--- Try it ---
Format the items, from their first line through the line containing "negative clicks: (213, 74)", inclusive, as a numbered list, leaving out any blank lines.

--- Provided data ---
┏━━

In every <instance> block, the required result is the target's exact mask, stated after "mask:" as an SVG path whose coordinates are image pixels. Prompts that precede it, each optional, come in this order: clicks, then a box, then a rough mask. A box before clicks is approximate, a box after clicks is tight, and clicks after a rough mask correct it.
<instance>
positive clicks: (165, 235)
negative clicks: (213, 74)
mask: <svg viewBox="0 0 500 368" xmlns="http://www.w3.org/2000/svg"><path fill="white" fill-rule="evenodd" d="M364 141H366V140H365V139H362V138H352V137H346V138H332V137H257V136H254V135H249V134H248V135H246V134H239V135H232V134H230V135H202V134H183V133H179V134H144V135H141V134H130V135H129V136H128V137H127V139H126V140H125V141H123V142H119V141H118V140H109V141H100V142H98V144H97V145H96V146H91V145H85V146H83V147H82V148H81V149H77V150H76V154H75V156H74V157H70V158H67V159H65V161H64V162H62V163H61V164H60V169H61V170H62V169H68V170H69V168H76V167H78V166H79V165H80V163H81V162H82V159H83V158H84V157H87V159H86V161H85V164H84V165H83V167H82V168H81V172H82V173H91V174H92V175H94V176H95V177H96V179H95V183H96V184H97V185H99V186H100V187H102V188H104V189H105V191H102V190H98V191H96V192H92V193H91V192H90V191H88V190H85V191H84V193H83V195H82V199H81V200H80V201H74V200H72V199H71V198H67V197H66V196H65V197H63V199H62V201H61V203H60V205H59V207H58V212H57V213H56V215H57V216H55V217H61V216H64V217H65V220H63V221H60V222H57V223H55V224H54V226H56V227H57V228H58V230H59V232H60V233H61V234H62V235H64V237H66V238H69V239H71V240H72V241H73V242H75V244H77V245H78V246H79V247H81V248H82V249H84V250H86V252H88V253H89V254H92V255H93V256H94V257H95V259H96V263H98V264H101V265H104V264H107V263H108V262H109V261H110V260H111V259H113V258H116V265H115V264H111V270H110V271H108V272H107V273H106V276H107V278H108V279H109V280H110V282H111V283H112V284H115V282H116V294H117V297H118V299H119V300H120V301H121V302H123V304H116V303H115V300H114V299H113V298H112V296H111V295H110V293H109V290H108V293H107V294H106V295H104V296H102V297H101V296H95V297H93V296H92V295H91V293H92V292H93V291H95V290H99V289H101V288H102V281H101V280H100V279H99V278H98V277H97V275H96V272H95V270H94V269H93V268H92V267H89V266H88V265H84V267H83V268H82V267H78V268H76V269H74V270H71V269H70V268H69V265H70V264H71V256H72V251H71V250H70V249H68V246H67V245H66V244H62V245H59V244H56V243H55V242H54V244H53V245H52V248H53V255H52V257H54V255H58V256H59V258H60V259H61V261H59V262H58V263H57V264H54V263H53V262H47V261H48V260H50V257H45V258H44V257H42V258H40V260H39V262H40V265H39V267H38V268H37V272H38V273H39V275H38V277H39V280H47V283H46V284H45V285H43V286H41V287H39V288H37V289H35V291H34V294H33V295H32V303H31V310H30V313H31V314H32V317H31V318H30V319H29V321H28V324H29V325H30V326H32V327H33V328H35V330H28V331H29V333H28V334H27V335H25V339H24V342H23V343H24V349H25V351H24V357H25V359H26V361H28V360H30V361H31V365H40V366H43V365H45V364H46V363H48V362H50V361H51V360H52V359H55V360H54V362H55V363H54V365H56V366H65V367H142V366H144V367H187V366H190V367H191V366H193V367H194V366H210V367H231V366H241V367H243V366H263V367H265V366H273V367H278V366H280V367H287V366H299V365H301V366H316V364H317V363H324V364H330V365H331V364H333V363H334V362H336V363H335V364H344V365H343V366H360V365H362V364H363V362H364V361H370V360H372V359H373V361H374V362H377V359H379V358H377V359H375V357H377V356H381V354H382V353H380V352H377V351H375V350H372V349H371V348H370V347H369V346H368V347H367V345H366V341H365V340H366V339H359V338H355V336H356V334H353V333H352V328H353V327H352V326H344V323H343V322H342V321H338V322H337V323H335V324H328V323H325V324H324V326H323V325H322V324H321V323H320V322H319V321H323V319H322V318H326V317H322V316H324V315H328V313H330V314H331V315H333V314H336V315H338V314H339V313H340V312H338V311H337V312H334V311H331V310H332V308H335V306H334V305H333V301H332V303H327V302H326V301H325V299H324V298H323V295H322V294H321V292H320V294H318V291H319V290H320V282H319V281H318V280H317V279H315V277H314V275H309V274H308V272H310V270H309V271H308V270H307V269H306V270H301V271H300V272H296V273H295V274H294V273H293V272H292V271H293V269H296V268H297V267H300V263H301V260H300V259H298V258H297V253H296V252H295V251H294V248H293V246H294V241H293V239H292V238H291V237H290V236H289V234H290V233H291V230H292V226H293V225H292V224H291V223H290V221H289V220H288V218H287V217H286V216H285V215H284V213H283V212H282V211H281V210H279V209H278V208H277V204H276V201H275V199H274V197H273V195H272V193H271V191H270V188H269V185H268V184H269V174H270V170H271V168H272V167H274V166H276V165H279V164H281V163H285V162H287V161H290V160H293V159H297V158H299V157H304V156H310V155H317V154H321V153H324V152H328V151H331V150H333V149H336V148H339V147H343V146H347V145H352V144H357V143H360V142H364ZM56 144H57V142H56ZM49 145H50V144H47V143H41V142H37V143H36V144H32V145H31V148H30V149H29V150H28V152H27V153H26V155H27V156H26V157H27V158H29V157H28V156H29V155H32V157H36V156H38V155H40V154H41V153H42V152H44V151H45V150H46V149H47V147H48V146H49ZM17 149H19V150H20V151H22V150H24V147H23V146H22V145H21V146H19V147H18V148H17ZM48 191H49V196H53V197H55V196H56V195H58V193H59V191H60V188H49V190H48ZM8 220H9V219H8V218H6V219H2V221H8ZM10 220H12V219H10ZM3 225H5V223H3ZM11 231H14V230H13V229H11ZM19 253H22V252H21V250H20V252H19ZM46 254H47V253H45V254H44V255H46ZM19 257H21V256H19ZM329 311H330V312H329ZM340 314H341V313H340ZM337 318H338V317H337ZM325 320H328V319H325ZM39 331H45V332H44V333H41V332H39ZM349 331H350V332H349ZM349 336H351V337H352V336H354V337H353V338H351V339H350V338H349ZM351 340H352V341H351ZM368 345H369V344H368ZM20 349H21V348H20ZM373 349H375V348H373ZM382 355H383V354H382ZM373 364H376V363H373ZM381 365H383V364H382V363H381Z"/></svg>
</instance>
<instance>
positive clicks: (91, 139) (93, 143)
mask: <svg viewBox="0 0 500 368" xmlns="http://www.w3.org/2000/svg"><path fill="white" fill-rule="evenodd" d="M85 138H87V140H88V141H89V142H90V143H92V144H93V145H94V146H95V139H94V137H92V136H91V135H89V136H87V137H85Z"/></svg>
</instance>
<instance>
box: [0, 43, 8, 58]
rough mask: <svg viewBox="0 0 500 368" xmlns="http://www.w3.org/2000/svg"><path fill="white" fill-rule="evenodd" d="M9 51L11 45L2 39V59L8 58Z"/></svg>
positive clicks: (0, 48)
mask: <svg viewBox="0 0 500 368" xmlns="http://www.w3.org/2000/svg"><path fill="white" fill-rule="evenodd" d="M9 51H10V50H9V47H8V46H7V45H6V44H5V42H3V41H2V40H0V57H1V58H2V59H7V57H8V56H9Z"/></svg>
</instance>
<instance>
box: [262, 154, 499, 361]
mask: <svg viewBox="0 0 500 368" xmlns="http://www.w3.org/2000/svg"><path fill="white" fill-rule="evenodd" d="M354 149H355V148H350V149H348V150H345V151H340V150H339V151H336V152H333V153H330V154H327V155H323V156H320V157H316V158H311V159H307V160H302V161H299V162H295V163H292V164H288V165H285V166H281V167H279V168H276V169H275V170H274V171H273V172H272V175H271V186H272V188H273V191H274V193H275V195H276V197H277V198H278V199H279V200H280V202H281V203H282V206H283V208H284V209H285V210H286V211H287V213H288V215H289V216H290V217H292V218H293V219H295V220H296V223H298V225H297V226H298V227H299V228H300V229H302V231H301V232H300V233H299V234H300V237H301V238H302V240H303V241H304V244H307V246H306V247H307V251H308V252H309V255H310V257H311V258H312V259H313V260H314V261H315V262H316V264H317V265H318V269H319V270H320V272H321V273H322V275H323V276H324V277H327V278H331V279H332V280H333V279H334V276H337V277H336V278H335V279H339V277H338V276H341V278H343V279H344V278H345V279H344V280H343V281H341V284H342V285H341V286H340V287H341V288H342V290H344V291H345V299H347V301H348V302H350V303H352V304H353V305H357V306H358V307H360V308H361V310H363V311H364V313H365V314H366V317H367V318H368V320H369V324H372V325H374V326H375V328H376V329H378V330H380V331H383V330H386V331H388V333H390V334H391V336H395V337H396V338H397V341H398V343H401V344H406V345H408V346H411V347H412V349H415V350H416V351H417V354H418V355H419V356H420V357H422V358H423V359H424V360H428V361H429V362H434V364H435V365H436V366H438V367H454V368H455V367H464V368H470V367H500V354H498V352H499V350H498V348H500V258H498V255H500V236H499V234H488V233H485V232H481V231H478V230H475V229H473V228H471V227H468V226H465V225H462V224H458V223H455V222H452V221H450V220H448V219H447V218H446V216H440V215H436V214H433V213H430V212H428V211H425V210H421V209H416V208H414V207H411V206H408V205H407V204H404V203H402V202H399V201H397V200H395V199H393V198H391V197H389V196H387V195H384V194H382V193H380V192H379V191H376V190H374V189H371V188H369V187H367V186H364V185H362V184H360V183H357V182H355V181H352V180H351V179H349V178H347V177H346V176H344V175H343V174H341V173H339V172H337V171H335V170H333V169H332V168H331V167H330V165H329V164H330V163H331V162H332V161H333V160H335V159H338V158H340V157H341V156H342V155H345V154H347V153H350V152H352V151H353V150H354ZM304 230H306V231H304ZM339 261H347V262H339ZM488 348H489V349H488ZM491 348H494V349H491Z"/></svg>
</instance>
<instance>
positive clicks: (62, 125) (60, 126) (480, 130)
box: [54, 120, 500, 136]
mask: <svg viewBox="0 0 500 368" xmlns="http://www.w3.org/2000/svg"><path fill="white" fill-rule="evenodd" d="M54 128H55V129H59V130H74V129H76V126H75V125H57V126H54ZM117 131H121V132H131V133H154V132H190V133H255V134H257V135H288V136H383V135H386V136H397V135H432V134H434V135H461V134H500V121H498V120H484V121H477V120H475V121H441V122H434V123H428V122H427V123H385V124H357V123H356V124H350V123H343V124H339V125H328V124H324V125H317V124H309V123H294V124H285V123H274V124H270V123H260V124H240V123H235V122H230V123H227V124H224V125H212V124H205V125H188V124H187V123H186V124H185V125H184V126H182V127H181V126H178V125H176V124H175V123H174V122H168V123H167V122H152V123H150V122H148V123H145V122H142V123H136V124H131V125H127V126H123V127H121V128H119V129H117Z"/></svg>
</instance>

┗━━

--- Solution ---
1. In every <instance> block, the required result is the target's exact mask, stated after "mask:" as an SVG path whose coordinates are image pixels. Prompts that precede it, each optional, come in this order: clicks, then a box, then a rough mask. A box before clicks is approximate, a box after clicks is tight, and clicks after a rough mask correct it.
2. <instance>
3. positive clicks: (165, 235)
4. negative clicks: (213, 74)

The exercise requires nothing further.